FRAGMENTO DEL TEXTO –

•••••

ERA uno de los graneros del Estado, pero no escapó al hambre y el racionamiento de la posguerra, "Mi tío mató un cerdo debajo del pesebre", intentando esquivar el férreo control franquista recuerda Mari González. Vecina del barrio de Zubiaga, es una de las 22 personas que presta su testimonio a Menos Franco y más pan blanco, el libro con el que el Ayuntamiento de Galdames obsequia a sus habitantes en Navidad. Un capítulo más de la serie de memoria histórica local que comenzó en 2017 con el relato de la Guerra Civil y prosiguió en 2018 con las celebraciones populares que sirvieron de válvula de escape a la falta de libertades. Esta tercera entrega se pondrá a la venta el martes en el Ogi Eguna.

Al igual que en las ediciones precedentes, la empresa Novélame se ha encargado de recabar información en actas y archivos, pero también en palabras y fotografías de los vecinos. "Es un trabajo que han realizado todos y hay que aprovechar la oportunidad de poder hablar con la gente que vivió entonces", afirma Marta Zaldibar, que ha llevado a cabo las entrevistas, agradeciendo la implicación de Francisca Aguirre, Eduardo y José Ángel Arana, María José Arruza, Itziar Avellanal, Eladia Cámara, María Dolores Díaz, Miren y José Ángel Humaran, José e Iñaki Idiáñez, María Pilar González, Iñaki y José Lasa, Miren Múgica, Camila y Pablo Palacio, Azucena e Inmaculada Ruiz, Pedro y Loli Saratxaga y Eli Terán, cuyas edades abarcan de los 54 años de la menor a los 91 del mayor. Coinciden con la apreciación de Marta de que "en la posguerra pensaban que había pasado lo peor y, sin embargo, nunca antes existió tal desabastecimiento". "Herminia, tan simpática y adorable, nos recordaba mientras nos llenaba los bolsillos de caramelos de café con leche que ¡pobres de nosotros si volviese el 41", apunta en la introducción del libro la concejala de Cultura, Nagore Orella. Durante el conflicto bélico "se habían bombardeado fábricas y campas y después Franco instauró una autarquía". Y eso que Galdames contaba con el pan "barato y que llenaba bien", pero el régimen vigilaba "lo que se sembraba, lo que se producía, lo que se distribuía y lo que se vendía, incluso el precio".

•••••

OBJETIVO DEL EJERCICIO – ¿Puedes citar textualmente el fragmento del texto sobre la posguerra en Galdames que comienza en las palabras "ERA uno de los" y termina después de "el Ogi Eguna."?

•••••

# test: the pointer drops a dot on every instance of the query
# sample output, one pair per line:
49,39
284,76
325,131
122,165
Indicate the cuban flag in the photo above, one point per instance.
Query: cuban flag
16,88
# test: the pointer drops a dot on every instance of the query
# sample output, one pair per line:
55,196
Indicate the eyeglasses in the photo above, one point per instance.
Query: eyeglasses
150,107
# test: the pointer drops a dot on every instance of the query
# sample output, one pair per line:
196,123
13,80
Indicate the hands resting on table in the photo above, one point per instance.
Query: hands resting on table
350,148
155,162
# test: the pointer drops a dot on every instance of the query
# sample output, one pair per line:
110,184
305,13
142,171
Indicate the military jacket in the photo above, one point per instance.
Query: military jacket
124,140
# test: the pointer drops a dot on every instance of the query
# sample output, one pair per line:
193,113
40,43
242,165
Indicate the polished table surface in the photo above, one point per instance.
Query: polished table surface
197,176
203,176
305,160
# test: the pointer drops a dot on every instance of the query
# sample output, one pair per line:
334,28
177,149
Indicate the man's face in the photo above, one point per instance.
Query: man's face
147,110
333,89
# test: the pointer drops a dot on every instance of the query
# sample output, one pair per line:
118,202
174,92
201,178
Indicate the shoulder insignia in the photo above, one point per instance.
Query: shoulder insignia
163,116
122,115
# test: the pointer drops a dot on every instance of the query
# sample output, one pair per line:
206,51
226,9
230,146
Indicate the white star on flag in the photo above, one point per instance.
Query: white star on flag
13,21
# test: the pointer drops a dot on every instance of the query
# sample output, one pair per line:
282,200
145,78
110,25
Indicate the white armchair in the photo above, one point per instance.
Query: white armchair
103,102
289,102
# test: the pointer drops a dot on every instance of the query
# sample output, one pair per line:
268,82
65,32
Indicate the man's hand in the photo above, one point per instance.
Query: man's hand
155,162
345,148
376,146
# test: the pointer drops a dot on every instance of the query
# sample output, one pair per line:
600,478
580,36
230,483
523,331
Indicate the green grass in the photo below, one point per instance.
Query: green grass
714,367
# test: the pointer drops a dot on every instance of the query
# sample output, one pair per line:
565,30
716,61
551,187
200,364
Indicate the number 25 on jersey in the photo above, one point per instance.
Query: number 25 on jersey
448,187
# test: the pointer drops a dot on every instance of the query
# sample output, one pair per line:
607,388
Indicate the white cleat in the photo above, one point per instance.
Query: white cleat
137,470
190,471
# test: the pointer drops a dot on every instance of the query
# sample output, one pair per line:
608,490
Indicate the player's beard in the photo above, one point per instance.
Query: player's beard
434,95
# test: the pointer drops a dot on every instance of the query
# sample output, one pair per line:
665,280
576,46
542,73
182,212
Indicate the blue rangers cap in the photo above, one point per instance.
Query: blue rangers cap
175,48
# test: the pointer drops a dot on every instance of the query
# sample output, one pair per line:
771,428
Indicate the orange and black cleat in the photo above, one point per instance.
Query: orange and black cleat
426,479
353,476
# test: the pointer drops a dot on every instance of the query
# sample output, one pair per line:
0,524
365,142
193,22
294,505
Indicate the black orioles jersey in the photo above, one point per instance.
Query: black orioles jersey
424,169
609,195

•••••

RESPUESTA A LA TAREA –
ERA uno de los graneros del Estado, pero no escapó al hambre y el racionamiento de la posguerra, "Mi tío mató un cerdo debajo del pesebre", intentando esquivar el férreo control franquista recuerda Mari González. Vecina del barrio de Zubiaga, es una de las 22 personas que presta su testimonio a Menos Franco y más pan blanco, el libro con el que el Ayuntamiento de Galdames obsequia a sus habitantes en Navidad. Un capítulo más de la serie de memoria histórica local que comenzó en 2017 con el relato de la Guerra Civil y prosiguió en 2018 con las celebraciones populares que sirvieron de válvula de escape a la falta de libertades. Esta tercera entrega se pondrá a la venta el martes en el Ogi Eguna.